SHORT TASK -
Reproduce the listing below verbatim, every line as it appears.

DATASET EXTRACT -
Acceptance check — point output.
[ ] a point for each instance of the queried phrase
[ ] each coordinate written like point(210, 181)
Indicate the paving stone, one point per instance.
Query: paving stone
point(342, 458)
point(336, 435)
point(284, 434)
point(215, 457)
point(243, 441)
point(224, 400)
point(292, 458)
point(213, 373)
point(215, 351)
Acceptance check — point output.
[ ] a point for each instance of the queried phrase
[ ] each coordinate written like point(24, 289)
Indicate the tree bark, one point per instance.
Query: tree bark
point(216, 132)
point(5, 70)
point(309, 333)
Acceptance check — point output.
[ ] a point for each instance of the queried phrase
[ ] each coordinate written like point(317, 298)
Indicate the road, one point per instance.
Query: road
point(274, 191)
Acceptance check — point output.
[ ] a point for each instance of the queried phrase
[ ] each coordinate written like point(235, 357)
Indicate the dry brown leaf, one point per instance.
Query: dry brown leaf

WRITTEN RESPONSE -
Acceptance check — point output.
[ ] a point for each instance of the queried phrase
[ ] each coordinate written like point(210, 181)
Indicate the paving stone, one point per instance.
Query: paving stone
point(342, 458)
point(336, 435)
point(284, 434)
point(215, 457)
point(243, 441)
point(224, 400)
point(292, 458)
point(213, 373)
point(215, 351)
Acceptance check — point output.
[ ] a point for each instance of the queried phrase
[ ] each coordinate written like point(24, 289)
Indicate the tree bark, one point per instance.
Query: tree bark
point(216, 132)
point(5, 70)
point(309, 333)
Acceptance check — point output.
[ ] a point for each instance of the queried phrase
[ ] each coordinate written like point(317, 298)
Indicate the road, one point per instance.
Query: road
point(274, 191)
Acceptance check — point output.
[ ] a point for each instance of the queried phrase
[ ] each coordinate written like point(235, 357)
Indicate the dry brown leaf, one point per instance.
Query: dry brown leaf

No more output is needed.